**WHAT YOU NEED TO DO:**
**1)** The red tide article names the areas of Florida where red tide has been especially bad. List every one of them.
**2)** Repeat the passage of the red tide article starting with "Red tide packs" and going on through "animals like fish.".

**PAGE EXTRACT:**

****************************************

Red tide packs up for Summer 2023


Photo Credit: Sophia Walck

Sophia Walck, News Editor

Over the past several weeks, red tide has infected almost every coast in Florida, especially in Tampa Bay, Sarasota, and Anna Maria; a few Floridian favorites. Over spring break, having a beach day was a disappointment to many, as whole beaches were covered in the carcasses of dead fish. Red tide, by definition, is a discoloration of seawater caused by a bloom of toxic red dinoflagellates, but it is so much more. Red tide’s algae infection is caused largely by climate change warming the water temperature. Climate change can then cause blooms through warmer water temperatures, or changes in salinity and rainfall. This microbe-infected water is not in any way suitable for any species to live in, causing a mass killing of aquatic animals like fish.

****************************************

**EXCERPTED RECORDS:**
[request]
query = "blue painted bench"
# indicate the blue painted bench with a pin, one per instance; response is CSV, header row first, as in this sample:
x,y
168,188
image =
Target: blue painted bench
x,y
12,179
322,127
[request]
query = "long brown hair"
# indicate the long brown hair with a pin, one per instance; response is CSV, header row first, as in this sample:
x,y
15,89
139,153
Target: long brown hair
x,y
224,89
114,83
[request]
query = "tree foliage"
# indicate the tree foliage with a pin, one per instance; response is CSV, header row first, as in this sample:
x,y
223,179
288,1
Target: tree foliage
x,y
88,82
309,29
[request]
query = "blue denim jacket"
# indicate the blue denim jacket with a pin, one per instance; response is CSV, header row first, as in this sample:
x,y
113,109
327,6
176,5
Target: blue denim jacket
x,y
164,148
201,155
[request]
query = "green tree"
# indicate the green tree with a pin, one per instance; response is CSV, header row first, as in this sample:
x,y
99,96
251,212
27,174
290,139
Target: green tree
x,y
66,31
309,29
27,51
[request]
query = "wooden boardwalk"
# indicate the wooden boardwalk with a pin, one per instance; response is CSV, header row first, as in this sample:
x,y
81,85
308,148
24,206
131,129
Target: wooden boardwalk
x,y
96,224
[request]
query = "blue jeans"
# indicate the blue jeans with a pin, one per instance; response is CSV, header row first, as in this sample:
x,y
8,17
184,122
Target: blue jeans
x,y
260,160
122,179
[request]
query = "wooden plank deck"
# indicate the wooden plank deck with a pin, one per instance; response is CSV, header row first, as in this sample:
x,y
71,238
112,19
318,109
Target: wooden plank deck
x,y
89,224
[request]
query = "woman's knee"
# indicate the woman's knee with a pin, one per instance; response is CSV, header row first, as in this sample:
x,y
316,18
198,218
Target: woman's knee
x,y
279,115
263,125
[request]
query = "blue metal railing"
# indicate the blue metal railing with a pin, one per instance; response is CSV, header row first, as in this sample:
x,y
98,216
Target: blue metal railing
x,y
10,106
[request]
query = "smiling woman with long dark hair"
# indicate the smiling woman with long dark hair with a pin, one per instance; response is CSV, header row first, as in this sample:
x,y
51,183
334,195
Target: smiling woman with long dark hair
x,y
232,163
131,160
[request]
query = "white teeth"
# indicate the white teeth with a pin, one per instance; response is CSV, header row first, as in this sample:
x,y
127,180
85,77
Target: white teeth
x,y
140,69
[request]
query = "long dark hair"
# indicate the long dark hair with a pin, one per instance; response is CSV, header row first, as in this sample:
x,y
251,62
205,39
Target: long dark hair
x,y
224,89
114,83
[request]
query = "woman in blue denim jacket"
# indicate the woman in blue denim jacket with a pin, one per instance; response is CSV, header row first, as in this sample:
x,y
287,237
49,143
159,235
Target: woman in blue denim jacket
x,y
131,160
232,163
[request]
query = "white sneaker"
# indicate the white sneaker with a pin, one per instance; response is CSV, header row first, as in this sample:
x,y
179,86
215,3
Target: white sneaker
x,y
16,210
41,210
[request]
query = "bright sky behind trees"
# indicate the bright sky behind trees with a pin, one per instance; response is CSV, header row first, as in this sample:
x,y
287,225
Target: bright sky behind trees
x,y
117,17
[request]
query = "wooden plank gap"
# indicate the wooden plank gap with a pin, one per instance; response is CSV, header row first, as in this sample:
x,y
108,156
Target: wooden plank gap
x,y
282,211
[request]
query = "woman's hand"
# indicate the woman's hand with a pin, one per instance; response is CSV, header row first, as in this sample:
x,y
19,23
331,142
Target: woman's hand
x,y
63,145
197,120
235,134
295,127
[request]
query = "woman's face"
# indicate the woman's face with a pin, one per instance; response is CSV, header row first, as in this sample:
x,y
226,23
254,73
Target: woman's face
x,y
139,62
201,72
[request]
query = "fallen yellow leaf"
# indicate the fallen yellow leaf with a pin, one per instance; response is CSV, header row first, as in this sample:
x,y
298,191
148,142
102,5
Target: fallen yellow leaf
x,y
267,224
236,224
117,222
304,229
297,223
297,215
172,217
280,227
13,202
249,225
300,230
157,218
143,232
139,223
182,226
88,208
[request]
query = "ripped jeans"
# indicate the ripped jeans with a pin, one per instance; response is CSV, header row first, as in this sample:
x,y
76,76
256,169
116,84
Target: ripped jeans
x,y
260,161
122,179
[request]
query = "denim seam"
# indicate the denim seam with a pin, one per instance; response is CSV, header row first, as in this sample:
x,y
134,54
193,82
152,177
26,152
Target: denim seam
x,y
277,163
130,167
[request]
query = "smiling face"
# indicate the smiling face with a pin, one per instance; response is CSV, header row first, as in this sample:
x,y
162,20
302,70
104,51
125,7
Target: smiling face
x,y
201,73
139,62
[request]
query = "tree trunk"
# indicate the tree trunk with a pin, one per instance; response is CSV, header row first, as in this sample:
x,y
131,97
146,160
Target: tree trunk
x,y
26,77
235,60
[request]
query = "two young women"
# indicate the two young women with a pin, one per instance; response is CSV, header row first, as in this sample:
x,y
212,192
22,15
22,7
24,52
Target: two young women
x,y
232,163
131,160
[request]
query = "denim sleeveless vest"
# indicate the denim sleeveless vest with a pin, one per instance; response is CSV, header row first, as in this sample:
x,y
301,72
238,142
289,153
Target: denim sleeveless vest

****************************************

**RESPONSES FOR EACH TASK:**
**1)** Tampa Bay, Sarasota, Anna Maria

**2)**
Red tide packs up for Summer 2023


Photo Credit: Sophia Walck

Sophia Walck, News Editor

Over the past several weeks, red tide has infected almost every coast in Florida, especially in Tampa Bay, Sarasota, and Anna Maria; a few Floridian favorites. Over spring break, having a beach day was a disappointment to many, as whole beaches were covered in the carcasses of dead fish. Red tide, by definition, is a discoloration of seawater caused by a bloom of toxic red dinoflagellates, but it is so much more. Red tide’s algae infection is caused largely by climate change warming the water temperature. Climate change can then cause blooms through warmer water temperatures, or changes in salinity and rainfall. This microbe-infected water is not in any way suitable for any species to live in, causing a mass killing of aquatic animals like fish.